Task requirements: Retype, exactly as they appear below, the lines between the line holding "Query: black uniform shirt" and the line holding "of the breast", both ends included.

[Data — start]

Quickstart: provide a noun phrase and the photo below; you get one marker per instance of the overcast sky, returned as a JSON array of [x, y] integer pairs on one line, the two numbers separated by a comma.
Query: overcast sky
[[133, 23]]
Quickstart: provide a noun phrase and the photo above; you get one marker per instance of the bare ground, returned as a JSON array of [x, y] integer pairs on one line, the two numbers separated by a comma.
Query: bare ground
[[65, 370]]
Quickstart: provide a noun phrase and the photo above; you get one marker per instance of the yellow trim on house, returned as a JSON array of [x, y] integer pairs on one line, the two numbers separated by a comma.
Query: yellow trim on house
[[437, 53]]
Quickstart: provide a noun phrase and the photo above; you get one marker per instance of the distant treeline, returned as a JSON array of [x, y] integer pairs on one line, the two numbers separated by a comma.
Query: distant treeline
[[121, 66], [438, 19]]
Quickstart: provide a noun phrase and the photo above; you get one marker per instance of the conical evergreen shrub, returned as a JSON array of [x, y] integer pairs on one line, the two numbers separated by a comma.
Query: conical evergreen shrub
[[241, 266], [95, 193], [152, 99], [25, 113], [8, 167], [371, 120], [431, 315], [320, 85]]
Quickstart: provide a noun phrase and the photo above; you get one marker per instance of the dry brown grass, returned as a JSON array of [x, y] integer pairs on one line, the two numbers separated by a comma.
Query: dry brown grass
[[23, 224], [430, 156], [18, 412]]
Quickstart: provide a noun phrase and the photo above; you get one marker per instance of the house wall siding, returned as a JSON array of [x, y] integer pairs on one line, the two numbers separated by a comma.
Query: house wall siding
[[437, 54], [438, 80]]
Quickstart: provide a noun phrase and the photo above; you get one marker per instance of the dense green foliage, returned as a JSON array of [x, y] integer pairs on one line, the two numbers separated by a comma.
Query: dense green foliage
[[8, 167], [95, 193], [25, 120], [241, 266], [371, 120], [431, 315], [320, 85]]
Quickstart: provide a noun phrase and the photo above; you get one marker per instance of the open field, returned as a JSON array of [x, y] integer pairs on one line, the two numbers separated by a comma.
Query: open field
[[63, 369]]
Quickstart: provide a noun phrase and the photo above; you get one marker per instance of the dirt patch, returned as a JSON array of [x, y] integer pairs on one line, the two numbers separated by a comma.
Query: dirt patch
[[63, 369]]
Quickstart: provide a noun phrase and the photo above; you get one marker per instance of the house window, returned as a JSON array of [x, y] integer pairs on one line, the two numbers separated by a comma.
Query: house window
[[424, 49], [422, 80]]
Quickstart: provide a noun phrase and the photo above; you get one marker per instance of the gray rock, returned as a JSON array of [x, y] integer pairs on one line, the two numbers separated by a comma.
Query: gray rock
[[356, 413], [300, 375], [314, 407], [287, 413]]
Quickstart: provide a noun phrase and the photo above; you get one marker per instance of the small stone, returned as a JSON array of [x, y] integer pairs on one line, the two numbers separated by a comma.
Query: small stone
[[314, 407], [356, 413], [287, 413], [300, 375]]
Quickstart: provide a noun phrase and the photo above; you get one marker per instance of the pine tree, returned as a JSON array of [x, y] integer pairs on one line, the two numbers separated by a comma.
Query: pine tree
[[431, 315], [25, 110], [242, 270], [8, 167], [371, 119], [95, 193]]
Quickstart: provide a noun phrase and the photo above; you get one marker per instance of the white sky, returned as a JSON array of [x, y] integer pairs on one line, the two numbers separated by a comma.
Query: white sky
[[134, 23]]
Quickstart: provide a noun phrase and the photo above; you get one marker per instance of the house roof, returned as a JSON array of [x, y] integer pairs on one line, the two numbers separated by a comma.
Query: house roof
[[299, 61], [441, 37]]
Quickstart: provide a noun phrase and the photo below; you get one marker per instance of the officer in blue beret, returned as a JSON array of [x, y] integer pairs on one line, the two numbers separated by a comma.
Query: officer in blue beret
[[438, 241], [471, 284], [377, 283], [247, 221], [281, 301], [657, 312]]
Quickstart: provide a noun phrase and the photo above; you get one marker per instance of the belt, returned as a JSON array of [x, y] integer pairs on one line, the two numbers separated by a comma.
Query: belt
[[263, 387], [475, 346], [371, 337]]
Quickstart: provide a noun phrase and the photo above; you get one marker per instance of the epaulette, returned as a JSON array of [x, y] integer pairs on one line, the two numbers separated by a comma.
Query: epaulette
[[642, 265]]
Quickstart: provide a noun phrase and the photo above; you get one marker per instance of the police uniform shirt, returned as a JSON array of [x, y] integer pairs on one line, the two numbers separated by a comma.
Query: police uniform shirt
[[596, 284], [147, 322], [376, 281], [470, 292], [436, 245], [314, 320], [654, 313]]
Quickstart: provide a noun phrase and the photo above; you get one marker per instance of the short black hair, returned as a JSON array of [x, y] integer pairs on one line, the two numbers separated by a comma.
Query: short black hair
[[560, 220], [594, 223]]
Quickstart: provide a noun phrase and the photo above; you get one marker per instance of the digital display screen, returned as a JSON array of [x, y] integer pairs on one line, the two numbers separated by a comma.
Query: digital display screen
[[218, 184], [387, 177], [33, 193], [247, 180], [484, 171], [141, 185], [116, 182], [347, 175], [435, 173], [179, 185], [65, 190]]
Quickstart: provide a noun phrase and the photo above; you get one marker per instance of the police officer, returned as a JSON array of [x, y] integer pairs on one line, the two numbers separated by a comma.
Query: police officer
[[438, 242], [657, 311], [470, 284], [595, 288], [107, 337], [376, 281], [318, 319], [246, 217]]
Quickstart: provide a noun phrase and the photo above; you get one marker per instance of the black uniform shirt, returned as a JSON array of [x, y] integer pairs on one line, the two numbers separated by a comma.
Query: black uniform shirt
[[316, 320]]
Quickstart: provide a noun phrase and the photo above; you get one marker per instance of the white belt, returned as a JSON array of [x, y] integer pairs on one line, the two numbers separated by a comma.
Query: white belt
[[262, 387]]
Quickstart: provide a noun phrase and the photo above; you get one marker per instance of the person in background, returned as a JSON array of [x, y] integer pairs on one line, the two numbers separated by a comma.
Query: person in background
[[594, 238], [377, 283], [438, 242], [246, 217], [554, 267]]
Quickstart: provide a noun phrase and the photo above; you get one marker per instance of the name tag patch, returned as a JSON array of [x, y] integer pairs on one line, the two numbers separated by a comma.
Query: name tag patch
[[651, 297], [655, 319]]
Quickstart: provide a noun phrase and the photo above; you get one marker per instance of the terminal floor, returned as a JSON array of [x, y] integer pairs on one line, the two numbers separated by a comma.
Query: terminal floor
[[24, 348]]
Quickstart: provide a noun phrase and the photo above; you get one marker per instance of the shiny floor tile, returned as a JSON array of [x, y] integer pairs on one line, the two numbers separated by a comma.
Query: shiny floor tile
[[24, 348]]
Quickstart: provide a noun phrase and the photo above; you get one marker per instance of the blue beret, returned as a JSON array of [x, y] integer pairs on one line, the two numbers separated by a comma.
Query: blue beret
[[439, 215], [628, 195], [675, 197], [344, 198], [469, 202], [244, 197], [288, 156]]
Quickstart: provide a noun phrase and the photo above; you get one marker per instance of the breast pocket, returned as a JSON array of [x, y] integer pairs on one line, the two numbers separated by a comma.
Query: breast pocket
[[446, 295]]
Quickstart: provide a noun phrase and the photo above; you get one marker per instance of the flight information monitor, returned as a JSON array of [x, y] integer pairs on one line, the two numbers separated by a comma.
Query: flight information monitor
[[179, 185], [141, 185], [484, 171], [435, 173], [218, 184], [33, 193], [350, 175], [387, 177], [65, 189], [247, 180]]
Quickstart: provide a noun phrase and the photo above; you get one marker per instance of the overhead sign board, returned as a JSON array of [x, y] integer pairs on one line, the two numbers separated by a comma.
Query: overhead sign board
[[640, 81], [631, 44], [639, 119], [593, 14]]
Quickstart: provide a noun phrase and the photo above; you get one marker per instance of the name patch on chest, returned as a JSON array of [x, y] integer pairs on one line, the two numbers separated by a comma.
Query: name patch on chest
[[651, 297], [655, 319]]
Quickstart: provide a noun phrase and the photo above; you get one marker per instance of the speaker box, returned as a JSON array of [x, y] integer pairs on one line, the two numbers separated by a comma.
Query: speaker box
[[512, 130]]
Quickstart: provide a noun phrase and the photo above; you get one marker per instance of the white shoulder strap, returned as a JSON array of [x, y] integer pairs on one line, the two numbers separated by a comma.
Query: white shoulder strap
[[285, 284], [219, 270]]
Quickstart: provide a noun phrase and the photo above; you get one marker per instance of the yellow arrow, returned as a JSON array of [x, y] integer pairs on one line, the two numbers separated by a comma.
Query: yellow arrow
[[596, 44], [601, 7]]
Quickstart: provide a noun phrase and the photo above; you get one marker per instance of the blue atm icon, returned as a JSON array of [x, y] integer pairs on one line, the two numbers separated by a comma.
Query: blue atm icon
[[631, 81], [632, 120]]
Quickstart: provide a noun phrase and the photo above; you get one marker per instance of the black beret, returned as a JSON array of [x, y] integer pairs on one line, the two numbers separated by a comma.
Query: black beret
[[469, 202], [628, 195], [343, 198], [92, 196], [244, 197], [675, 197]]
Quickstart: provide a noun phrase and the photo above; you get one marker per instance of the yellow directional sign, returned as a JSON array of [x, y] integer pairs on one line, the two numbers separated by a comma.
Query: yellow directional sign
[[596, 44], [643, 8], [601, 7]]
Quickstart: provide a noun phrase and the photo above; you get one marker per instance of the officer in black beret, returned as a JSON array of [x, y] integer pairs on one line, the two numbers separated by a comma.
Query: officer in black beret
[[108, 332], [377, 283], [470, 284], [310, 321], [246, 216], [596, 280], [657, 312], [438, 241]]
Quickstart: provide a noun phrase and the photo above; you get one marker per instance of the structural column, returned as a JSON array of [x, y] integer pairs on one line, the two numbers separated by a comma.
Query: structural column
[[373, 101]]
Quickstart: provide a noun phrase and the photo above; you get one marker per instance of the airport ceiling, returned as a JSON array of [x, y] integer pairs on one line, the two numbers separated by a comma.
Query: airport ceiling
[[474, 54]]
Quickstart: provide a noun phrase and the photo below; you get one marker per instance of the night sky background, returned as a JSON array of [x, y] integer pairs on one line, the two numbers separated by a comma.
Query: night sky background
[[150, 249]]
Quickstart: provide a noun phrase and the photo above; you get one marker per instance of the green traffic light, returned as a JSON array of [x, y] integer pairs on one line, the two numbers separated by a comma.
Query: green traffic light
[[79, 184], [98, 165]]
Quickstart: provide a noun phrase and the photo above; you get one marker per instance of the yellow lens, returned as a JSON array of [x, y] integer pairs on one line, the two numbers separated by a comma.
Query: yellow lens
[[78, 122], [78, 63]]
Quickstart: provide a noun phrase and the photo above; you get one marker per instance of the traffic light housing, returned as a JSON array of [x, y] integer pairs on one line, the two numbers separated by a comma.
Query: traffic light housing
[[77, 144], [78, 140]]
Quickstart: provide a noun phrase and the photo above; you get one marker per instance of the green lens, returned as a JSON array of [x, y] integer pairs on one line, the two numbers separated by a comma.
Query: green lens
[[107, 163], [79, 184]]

[Data — finish]

Answer to this task:
Query: black uniform shirt
[[316, 320]]
Quickstart: provide a noun phrase and the photo above; you get one marker per instance of the white belt, returned as a JSON array of [x, y] integer pairs on one line, the two numbers separated by a comma.
Query: white belt
[[262, 387]]
Quickstart: provide a noun phrase and the photo above; you get one marker per instance of the person in background, returned as a JSON array of [x, y] integer pairs on one line, the two numbers separated by a comma.
Query: person in background
[[594, 238], [377, 283], [438, 242], [246, 217], [554, 267]]
Quickstart: provide a noun phrase and the photo above; you get one marker per instance of the name tag patch, returned as a JSON array of [x, y] integer pairs on one line, the two numbers separated by a comma.
Query: name tag patch
[[651, 297], [655, 319]]
Quickstart: provide a noun phrase and the photo above; you get one marker per instance of the terminal floor, returned as a JSON array of [x, y] integer pairs on one line, the two numbers separated by a comma.
Query: terminal floor
[[24, 348]]
Quickstart: provide a noun phrase and the photo above; you get one marker per instance of the shiny floor tile, returned as a JSON array of [x, y] integer pairs on one line, the two numbers separated by a comma.
Query: shiny floor tile
[[24, 348]]
Quickstart: provide a noun phrase and the photo above; you get one marker per instance of the blue beret, returned as a JSON array of [x, y] integer pairs on one line, the two numbers separated by a comma.
Query: blue beret
[[439, 215], [628, 195], [675, 197], [344, 198], [469, 202], [244, 197], [288, 156]]
Quickstart: provide a noun phrase and the photo above; you get one marker per instance of the breast pocket, returned as a JSON array of [x, y] integer pairs on one line, the two numbers separated by a comma.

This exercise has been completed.